Set task: Copy out the material word for word, from the line with "Highlight paved road in this picture." through the line with "[35,135,44,148]", both of those lines included.

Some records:
** begin **

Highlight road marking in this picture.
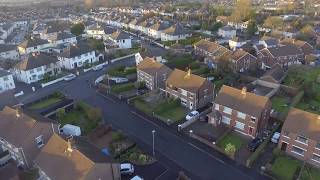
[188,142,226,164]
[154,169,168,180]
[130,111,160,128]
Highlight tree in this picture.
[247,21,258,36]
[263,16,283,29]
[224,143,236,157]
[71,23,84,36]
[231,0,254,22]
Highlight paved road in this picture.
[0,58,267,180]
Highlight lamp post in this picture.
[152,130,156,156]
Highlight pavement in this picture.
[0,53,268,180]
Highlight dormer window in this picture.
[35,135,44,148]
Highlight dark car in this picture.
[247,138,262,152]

** end **
** begin **

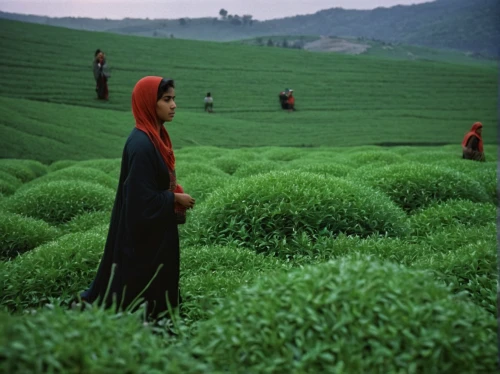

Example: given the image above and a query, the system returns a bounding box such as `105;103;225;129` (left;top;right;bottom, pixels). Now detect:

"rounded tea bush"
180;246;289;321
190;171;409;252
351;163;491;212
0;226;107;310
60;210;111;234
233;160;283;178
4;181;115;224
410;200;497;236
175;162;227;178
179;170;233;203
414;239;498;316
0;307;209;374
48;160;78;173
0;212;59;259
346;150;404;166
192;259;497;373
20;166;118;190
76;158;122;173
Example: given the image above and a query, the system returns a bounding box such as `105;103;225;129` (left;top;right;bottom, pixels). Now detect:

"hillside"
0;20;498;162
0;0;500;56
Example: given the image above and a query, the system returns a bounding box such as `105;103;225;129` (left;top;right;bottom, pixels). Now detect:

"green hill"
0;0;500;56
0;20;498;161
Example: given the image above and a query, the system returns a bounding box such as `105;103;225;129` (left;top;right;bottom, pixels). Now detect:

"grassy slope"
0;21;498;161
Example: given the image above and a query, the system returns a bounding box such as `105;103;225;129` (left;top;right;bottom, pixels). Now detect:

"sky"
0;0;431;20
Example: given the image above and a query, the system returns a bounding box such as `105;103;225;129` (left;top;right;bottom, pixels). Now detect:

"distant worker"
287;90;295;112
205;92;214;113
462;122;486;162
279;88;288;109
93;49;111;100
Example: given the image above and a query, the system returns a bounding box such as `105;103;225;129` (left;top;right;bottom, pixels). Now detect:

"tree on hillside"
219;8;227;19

** end **

Completed task:
Highlight paved road in this picture.
[0,58,267,180]
Highlight lamp post in this picture.
[152,130,156,156]
Highlight pavement in this picture.
[0,53,268,180]
Highlight dormer window in this picture.
[35,135,44,148]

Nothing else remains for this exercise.